WORK TASK
Where a line of the records contains the word "white", show that line.

Saved entries:
....

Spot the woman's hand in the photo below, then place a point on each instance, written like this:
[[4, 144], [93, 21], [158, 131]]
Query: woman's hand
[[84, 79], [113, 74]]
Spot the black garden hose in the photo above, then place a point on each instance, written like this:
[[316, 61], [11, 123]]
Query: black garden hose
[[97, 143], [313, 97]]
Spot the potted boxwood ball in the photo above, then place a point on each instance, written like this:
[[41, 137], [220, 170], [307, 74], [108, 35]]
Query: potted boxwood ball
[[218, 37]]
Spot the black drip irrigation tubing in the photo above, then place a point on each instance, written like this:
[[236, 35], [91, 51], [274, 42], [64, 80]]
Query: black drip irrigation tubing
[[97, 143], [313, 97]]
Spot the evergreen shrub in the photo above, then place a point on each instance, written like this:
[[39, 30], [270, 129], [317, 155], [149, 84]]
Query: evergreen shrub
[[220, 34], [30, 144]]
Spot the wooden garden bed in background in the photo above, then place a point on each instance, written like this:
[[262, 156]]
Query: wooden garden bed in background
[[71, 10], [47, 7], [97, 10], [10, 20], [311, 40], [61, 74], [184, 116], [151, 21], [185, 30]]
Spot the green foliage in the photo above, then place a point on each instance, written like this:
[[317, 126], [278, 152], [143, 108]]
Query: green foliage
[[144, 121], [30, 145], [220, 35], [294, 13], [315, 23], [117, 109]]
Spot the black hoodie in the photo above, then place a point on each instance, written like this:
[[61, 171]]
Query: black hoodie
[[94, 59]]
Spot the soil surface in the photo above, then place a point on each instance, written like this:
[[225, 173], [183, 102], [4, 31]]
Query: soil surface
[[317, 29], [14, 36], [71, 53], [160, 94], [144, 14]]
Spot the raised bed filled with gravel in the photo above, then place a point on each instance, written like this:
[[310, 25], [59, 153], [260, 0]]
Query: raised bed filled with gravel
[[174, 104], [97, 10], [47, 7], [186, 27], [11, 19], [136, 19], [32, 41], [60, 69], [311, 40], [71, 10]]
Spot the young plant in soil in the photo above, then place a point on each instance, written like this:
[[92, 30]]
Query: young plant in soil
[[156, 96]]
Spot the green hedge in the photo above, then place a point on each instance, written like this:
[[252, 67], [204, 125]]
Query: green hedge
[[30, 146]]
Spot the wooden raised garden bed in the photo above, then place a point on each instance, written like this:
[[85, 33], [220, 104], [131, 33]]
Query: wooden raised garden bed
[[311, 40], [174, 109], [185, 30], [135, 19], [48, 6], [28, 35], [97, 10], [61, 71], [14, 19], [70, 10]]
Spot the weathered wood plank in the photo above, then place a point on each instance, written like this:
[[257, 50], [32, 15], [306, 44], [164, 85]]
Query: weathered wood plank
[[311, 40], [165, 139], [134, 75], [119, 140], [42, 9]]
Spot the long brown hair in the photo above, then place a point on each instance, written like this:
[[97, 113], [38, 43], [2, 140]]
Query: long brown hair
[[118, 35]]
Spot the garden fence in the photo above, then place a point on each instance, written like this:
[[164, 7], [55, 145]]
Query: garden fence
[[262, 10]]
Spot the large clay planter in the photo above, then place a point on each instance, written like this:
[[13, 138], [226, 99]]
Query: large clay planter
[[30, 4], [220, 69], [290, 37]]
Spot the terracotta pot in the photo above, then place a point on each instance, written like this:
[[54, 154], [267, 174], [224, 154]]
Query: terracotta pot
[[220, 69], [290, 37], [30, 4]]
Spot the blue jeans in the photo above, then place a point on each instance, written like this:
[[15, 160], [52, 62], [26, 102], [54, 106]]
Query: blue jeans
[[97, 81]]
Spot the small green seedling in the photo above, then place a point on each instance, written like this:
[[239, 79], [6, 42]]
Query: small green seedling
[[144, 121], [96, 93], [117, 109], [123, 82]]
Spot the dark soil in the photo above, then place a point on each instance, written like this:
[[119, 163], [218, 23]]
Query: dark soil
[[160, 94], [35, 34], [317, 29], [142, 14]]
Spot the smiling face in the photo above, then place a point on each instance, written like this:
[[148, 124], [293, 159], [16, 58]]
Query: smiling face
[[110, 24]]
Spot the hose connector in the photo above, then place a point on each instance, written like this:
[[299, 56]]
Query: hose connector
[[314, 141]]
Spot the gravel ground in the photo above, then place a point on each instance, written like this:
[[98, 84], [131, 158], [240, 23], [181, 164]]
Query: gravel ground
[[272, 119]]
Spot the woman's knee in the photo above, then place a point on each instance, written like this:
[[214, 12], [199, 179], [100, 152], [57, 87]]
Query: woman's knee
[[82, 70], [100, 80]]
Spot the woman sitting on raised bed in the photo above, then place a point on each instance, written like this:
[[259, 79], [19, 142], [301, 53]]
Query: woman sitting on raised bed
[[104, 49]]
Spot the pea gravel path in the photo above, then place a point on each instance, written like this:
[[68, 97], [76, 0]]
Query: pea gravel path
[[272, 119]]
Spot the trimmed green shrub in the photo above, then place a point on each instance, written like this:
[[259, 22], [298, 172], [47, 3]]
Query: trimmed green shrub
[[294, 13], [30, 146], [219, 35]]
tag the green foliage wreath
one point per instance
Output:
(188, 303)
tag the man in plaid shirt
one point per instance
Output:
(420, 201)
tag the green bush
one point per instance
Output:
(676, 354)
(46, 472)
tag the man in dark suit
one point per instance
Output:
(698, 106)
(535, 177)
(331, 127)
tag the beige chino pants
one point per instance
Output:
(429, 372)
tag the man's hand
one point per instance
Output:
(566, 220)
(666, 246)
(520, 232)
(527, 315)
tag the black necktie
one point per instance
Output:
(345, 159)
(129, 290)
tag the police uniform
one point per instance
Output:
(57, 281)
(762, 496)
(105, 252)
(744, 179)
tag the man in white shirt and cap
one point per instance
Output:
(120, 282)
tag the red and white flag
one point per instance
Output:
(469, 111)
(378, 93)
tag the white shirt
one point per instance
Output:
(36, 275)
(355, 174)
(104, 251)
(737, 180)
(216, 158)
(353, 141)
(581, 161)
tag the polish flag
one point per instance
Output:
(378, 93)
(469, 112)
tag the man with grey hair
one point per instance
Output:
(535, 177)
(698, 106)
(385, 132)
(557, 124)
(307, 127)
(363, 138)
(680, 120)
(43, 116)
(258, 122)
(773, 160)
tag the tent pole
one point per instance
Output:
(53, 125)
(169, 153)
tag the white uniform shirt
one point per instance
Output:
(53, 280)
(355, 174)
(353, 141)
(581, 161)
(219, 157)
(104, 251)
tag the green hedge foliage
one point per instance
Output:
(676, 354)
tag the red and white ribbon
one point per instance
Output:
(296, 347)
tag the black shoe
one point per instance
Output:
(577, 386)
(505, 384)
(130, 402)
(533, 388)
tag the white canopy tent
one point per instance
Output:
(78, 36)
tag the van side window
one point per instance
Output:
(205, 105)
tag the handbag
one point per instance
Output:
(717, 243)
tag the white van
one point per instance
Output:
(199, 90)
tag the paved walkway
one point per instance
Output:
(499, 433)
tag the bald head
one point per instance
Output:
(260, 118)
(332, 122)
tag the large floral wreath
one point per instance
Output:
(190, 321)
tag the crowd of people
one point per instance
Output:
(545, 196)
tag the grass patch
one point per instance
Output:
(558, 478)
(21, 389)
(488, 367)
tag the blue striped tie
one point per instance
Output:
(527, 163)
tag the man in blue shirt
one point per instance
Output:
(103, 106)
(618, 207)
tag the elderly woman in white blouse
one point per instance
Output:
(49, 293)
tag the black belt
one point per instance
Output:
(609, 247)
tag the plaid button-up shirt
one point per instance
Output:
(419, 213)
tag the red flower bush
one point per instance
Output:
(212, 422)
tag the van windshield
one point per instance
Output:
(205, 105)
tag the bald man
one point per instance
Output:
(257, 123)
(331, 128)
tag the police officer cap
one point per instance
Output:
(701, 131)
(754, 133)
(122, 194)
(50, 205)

....

SOLUTION TO THE PROBLEM
tag the man in white shirt and cap
tag the red and white flag
tag the white shirt
tag the white uniform shirt
tag the red and white ribbon
tag the white canopy tent
tag the white van
tag the elderly woman in white blouse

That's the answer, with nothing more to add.